### MATERIAL SUPPLIED:
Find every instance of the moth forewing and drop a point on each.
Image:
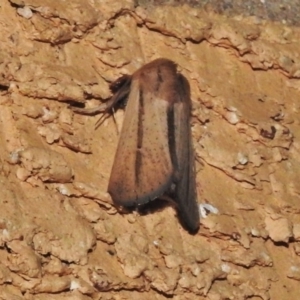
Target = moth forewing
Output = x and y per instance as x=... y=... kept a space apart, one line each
x=185 y=194
x=142 y=168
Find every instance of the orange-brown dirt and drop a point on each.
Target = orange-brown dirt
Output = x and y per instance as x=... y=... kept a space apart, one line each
x=61 y=236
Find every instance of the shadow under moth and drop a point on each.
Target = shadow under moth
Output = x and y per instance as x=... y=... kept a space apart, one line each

### SHORT PROBLEM:
Can you rewrite every line of the records above as a JSON list of strings, one string per line, with blank lines dropped and the pictures left out?

### WRITTEN SOLUTION:
[
  "Find every instance of the moth forewing and drop a point on each.",
  "Image:",
  "Target = moth forewing",
  "Output = x and y per instance as x=... y=... kept a space apart, one line each",
  "x=185 y=194",
  "x=142 y=168",
  "Find every instance of the orange-brown dirt and drop a point on each.",
  "Target = orange-brown dirt",
  "Output = x and y per instance as x=... y=... kept a space apart, one line each",
  "x=61 y=236",
  "Find every instance of the shadow under moth and drop a point on each.",
  "Target = shadow under moth",
  "Output = x and y per instance as x=... y=... kept a space apart, one line each"
]